Task instructions
Format the lines of the items below as a Markdown table with the columns "Row" and "Item line", numbering each row and leaving out blank lines. Cover only the lines starting with the one containing "Practice. Pick out the still" and going on through the end of the items.

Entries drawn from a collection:
══════════════════════════════

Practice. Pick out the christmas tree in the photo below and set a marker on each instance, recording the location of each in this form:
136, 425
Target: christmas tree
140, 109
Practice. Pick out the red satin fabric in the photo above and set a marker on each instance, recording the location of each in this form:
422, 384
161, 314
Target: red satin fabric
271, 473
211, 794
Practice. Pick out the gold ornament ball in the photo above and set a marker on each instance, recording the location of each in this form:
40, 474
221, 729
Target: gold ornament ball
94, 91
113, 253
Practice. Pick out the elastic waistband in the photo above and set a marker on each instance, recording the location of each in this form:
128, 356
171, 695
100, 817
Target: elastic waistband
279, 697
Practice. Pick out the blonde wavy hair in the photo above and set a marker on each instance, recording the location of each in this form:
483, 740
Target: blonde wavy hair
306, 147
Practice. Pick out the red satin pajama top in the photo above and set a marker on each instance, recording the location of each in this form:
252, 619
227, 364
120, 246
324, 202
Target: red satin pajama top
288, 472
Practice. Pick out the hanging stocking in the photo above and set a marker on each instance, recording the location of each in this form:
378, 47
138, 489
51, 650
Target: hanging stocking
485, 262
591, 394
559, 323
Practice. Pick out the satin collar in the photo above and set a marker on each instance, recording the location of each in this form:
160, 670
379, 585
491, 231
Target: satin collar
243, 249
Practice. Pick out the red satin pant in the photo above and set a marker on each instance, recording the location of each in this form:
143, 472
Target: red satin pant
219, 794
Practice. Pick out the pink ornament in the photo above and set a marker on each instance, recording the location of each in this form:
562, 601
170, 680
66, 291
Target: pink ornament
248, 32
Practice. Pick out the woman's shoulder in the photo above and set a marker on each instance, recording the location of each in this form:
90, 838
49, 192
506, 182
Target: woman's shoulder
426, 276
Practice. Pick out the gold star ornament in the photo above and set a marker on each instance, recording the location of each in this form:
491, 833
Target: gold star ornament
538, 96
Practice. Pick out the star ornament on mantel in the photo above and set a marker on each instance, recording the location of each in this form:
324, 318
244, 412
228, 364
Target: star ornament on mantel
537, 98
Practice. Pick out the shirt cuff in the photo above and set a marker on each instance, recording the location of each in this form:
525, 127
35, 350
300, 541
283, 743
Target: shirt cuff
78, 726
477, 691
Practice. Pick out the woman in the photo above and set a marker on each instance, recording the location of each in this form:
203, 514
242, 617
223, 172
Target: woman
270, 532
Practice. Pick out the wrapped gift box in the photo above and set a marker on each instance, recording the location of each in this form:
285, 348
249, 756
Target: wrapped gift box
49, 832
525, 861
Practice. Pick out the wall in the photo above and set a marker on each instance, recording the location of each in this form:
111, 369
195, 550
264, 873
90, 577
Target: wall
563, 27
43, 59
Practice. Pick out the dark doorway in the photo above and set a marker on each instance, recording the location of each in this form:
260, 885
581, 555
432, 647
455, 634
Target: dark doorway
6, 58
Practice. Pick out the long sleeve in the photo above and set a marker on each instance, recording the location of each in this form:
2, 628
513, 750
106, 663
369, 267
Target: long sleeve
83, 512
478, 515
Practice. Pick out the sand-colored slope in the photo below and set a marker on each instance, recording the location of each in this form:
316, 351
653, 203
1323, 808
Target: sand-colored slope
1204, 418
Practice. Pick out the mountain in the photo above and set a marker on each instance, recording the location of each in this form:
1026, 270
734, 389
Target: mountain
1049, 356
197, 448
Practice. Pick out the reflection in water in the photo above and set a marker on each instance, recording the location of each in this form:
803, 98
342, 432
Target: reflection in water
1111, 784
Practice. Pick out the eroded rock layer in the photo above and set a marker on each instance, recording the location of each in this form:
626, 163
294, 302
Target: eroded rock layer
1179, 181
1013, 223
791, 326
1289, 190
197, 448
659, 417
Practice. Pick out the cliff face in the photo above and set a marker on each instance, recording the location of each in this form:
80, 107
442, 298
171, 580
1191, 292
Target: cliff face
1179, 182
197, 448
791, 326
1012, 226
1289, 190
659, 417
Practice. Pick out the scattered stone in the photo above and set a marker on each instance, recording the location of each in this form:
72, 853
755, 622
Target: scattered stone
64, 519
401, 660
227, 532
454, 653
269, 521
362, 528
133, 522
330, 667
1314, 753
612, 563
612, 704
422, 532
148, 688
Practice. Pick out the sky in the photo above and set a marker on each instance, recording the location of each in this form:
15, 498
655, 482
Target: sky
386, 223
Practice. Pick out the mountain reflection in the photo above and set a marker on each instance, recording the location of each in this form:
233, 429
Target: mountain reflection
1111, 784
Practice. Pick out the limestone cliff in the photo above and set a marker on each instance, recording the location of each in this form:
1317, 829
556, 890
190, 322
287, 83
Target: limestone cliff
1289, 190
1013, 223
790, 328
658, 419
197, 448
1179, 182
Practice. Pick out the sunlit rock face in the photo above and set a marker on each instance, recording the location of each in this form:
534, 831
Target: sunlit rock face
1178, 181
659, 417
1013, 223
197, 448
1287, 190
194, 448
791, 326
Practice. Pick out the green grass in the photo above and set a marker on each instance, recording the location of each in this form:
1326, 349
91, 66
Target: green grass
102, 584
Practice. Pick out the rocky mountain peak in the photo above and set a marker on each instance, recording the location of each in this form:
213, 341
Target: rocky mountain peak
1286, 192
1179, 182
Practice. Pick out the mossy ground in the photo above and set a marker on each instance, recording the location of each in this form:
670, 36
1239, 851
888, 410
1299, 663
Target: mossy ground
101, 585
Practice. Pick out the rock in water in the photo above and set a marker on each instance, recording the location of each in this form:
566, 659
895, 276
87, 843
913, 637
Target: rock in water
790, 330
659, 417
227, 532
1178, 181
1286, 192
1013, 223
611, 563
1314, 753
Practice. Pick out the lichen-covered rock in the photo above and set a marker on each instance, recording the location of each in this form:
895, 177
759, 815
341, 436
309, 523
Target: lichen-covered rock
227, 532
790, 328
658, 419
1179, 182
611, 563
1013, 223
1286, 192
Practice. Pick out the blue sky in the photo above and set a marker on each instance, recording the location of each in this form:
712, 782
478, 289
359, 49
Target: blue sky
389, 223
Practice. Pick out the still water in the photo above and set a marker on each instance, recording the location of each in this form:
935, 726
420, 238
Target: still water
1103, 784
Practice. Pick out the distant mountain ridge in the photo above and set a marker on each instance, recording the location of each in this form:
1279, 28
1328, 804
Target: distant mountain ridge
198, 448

══════════════════════════════

Worked answer
| Row | Item line |
|---|---|
| 1 | Practice. Pick out the still water in the photo above and set a marker on each instance, recording the location of each in this form: |
| 2 | 935, 726 |
| 3 | 420, 238 |
| 4 | Target: still water |
| 5 | 1103, 784 |
| 6 | Practice. Pick out the distant mountain ridge in the photo above and set a marker on each instance, recording the location of each in this form: |
| 7 | 1279, 28 |
| 8 | 1328, 804 |
| 9 | Target: distant mountain ridge |
| 10 | 198, 448 |